Output only how many lines below contain "dark".
[Start of section]
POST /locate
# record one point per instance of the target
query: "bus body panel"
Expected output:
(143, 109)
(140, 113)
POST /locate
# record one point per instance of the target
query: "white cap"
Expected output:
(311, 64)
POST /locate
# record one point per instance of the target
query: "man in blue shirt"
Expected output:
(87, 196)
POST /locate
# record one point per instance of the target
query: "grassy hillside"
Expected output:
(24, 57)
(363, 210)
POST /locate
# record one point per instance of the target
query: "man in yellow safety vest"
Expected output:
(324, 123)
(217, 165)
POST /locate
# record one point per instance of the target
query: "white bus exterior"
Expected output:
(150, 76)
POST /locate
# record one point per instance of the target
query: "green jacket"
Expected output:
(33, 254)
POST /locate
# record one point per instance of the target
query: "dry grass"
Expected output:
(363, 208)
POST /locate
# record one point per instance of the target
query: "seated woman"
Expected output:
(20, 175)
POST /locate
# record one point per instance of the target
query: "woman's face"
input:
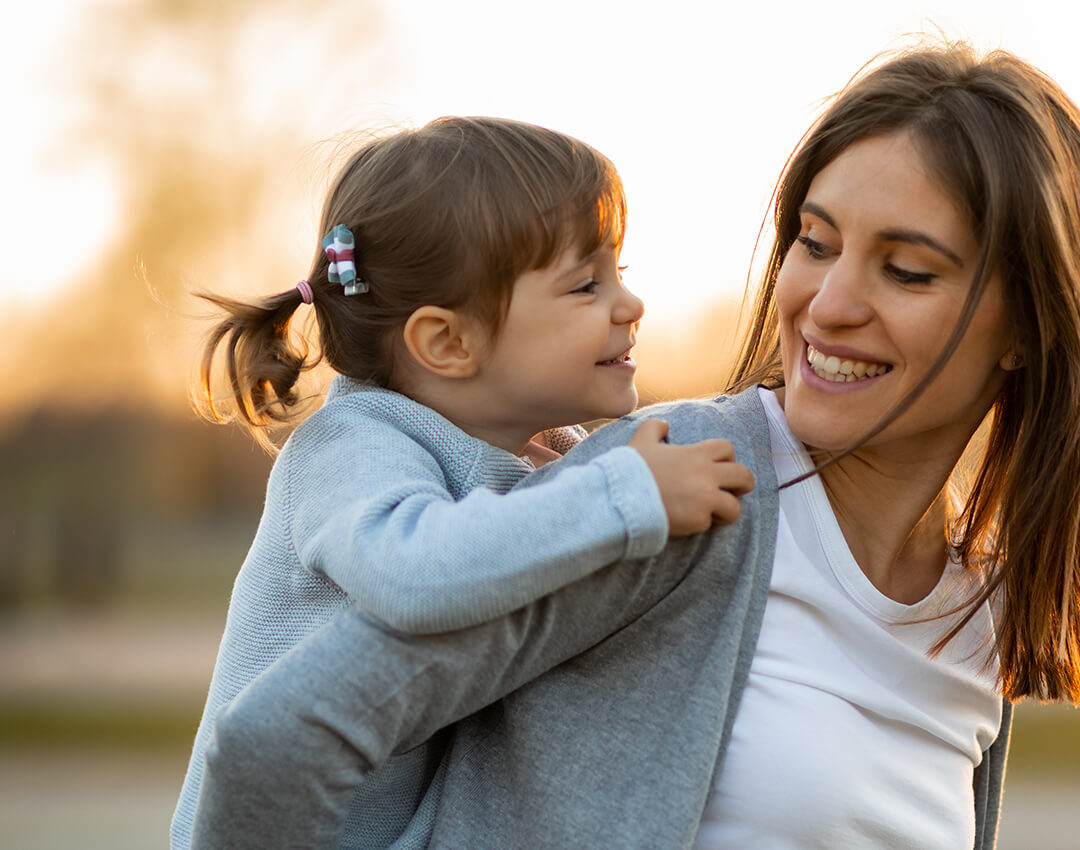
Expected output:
(868, 295)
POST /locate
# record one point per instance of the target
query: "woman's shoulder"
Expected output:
(739, 418)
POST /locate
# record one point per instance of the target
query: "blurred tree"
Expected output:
(202, 108)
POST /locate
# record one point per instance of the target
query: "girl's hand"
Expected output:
(699, 483)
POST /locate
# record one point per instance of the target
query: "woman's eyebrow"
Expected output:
(912, 237)
(918, 238)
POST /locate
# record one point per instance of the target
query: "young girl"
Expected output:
(468, 293)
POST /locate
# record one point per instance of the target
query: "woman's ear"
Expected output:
(444, 342)
(1012, 360)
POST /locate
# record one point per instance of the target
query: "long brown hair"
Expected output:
(449, 215)
(1004, 142)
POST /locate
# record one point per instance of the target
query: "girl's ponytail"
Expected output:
(261, 362)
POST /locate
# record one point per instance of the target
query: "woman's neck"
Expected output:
(893, 521)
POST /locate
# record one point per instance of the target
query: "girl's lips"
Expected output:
(842, 368)
(622, 360)
(832, 374)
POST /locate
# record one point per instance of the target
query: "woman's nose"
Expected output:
(841, 296)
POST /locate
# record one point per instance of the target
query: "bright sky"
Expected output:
(698, 104)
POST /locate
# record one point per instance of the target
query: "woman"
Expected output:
(837, 668)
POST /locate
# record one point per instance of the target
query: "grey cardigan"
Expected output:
(594, 717)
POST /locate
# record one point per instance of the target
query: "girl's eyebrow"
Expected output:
(578, 266)
(912, 237)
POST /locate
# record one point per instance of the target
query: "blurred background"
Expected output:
(161, 147)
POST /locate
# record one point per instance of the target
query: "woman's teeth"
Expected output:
(832, 368)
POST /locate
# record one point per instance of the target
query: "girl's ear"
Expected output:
(444, 342)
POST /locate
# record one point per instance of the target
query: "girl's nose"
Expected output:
(628, 308)
(840, 299)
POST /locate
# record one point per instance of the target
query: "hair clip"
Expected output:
(306, 293)
(339, 245)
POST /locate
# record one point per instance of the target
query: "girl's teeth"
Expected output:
(842, 370)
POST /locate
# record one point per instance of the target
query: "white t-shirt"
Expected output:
(848, 734)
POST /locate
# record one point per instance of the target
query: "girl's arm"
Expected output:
(289, 751)
(399, 544)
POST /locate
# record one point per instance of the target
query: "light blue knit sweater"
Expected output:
(380, 501)
(609, 704)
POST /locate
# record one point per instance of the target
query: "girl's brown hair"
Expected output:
(449, 215)
(1004, 142)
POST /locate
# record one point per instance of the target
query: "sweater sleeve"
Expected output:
(288, 753)
(377, 518)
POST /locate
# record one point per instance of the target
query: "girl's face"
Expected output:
(867, 296)
(562, 354)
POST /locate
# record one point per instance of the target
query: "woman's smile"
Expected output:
(867, 296)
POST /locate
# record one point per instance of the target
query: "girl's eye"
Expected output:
(908, 278)
(814, 248)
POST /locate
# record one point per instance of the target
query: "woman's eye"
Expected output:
(905, 277)
(814, 248)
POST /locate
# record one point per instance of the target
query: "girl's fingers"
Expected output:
(734, 479)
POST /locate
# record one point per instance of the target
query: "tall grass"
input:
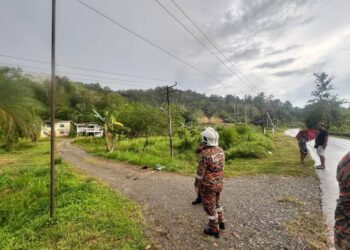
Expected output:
(278, 155)
(88, 214)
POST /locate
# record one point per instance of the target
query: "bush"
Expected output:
(247, 150)
(229, 137)
(188, 139)
(243, 129)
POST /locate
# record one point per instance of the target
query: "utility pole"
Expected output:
(169, 120)
(53, 93)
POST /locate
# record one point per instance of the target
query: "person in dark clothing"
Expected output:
(342, 212)
(321, 144)
(302, 140)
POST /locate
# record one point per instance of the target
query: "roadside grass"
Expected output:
(283, 158)
(89, 215)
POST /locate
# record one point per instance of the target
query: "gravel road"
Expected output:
(257, 209)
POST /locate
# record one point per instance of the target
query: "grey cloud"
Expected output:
(244, 51)
(286, 73)
(257, 17)
(281, 51)
(277, 64)
(298, 72)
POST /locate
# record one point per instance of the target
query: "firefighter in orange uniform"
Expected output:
(210, 180)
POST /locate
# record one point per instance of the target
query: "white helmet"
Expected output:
(210, 137)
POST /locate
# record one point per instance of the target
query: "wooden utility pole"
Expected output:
(53, 93)
(169, 120)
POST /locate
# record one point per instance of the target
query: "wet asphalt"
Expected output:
(336, 149)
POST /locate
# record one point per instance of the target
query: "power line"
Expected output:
(91, 78)
(148, 41)
(247, 81)
(85, 69)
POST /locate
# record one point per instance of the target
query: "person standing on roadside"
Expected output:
(302, 140)
(342, 211)
(321, 144)
(198, 200)
(210, 178)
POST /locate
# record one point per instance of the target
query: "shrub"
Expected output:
(243, 129)
(229, 137)
(247, 150)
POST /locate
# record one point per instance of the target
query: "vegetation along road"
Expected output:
(262, 212)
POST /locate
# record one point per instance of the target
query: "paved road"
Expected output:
(336, 149)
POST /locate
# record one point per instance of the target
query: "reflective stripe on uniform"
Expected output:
(213, 217)
(199, 177)
(220, 209)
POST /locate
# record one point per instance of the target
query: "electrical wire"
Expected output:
(91, 78)
(238, 72)
(147, 41)
(85, 69)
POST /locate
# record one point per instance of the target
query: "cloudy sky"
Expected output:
(273, 46)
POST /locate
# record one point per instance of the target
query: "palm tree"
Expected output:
(110, 126)
(18, 108)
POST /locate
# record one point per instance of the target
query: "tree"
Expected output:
(110, 127)
(323, 89)
(324, 105)
(18, 108)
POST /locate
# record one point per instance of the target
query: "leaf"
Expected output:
(98, 115)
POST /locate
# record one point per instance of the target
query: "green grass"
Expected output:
(283, 160)
(89, 215)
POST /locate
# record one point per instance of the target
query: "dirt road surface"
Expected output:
(255, 211)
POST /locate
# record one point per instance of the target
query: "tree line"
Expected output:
(25, 102)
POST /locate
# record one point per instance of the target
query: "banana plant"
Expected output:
(110, 127)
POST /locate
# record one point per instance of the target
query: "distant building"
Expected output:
(89, 129)
(62, 128)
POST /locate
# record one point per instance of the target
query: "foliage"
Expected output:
(18, 109)
(284, 158)
(189, 138)
(324, 106)
(111, 128)
(229, 137)
(229, 108)
(88, 214)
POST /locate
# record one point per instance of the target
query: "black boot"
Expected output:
(210, 232)
(198, 200)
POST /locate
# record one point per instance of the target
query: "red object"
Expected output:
(309, 134)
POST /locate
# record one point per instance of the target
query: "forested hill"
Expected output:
(229, 108)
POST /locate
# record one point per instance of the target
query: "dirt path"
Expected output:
(257, 209)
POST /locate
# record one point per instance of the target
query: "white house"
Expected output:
(62, 128)
(93, 129)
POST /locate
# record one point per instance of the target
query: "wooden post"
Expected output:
(53, 108)
(169, 121)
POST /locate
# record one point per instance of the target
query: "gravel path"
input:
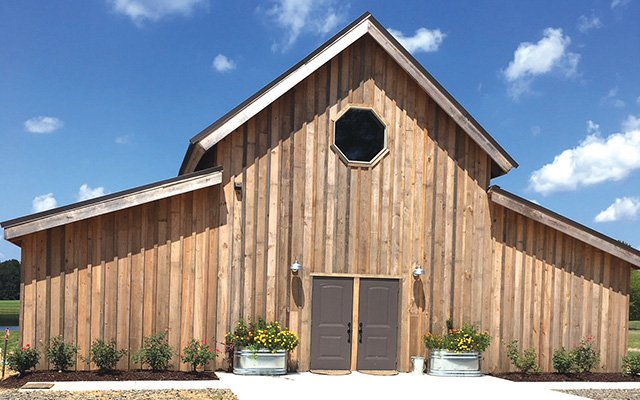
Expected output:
(216, 394)
(608, 394)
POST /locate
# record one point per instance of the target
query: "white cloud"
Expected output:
(140, 11)
(86, 192)
(585, 24)
(619, 3)
(296, 17)
(43, 202)
(593, 128)
(222, 64)
(530, 60)
(611, 98)
(124, 139)
(623, 208)
(42, 124)
(424, 40)
(632, 123)
(594, 160)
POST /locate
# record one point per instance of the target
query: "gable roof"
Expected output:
(17, 227)
(364, 25)
(564, 225)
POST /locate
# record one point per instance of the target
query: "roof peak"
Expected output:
(366, 24)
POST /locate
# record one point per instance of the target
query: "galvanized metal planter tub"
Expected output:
(445, 363)
(259, 362)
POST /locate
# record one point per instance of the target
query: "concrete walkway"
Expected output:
(402, 386)
(359, 386)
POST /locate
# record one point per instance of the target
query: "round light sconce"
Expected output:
(295, 266)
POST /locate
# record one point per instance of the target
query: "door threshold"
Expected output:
(330, 371)
(379, 372)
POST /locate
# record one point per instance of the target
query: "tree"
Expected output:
(10, 280)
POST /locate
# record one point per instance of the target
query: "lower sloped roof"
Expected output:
(18, 227)
(564, 225)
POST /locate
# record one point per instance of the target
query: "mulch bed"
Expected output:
(16, 381)
(556, 377)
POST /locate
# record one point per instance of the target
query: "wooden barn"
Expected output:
(358, 164)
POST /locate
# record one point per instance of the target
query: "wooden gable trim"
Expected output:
(564, 225)
(18, 227)
(366, 24)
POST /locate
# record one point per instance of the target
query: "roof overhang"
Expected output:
(365, 25)
(565, 225)
(18, 227)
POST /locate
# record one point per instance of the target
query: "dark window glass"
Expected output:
(359, 134)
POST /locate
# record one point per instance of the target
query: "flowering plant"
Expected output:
(466, 339)
(197, 354)
(261, 335)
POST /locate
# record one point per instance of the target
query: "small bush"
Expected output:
(563, 361)
(197, 354)
(155, 352)
(631, 364)
(585, 357)
(24, 359)
(526, 362)
(60, 354)
(105, 355)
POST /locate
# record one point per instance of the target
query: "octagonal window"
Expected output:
(360, 135)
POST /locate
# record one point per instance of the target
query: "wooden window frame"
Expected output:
(343, 157)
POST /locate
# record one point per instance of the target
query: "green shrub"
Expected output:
(60, 354)
(563, 361)
(197, 354)
(582, 358)
(105, 355)
(585, 357)
(526, 362)
(24, 359)
(155, 352)
(631, 364)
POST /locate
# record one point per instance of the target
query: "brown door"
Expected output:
(377, 331)
(331, 329)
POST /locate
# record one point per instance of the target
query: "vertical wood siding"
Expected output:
(554, 291)
(196, 263)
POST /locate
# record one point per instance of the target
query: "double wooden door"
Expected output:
(354, 324)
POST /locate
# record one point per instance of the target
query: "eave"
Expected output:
(565, 225)
(15, 228)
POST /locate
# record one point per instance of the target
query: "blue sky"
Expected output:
(100, 96)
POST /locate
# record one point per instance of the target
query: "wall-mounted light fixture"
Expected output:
(295, 266)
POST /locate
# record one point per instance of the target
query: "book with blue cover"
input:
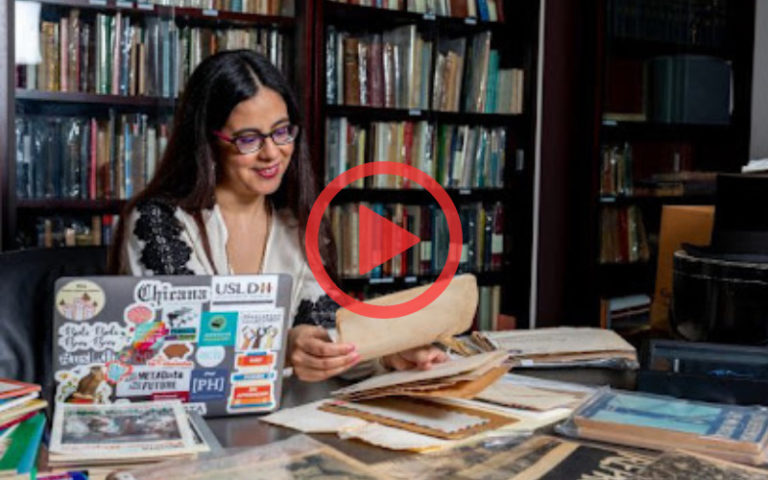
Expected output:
(661, 422)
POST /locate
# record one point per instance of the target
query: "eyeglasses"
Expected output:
(252, 141)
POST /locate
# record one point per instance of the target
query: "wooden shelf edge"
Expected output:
(178, 12)
(77, 205)
(95, 99)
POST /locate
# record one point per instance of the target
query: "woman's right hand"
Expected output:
(315, 357)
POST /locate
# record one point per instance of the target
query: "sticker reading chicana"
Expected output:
(80, 300)
(157, 293)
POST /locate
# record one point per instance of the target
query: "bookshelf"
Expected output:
(652, 145)
(127, 94)
(408, 124)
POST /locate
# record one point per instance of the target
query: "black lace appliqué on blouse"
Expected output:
(165, 253)
(322, 312)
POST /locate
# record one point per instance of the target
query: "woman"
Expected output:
(232, 195)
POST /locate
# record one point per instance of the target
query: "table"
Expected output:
(247, 431)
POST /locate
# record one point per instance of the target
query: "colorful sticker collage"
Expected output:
(213, 345)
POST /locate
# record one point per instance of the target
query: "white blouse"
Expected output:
(283, 253)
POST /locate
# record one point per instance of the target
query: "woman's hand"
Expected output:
(315, 357)
(422, 358)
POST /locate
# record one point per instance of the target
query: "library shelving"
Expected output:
(393, 84)
(84, 124)
(655, 142)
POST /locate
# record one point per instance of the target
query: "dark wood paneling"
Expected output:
(7, 76)
(565, 164)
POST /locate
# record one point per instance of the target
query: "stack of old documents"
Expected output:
(561, 347)
(460, 378)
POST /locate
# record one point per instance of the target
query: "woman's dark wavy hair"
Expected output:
(186, 176)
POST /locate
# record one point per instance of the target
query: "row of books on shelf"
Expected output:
(394, 69)
(283, 8)
(119, 55)
(87, 158)
(457, 156)
(486, 10)
(686, 22)
(69, 231)
(623, 235)
(482, 229)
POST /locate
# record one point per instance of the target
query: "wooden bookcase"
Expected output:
(517, 41)
(626, 45)
(18, 214)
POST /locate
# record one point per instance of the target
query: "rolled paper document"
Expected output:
(449, 314)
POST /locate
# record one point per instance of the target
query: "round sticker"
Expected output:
(80, 300)
(210, 356)
(138, 313)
[End of section]
* SOLUTION TO THIS EXERCISE
4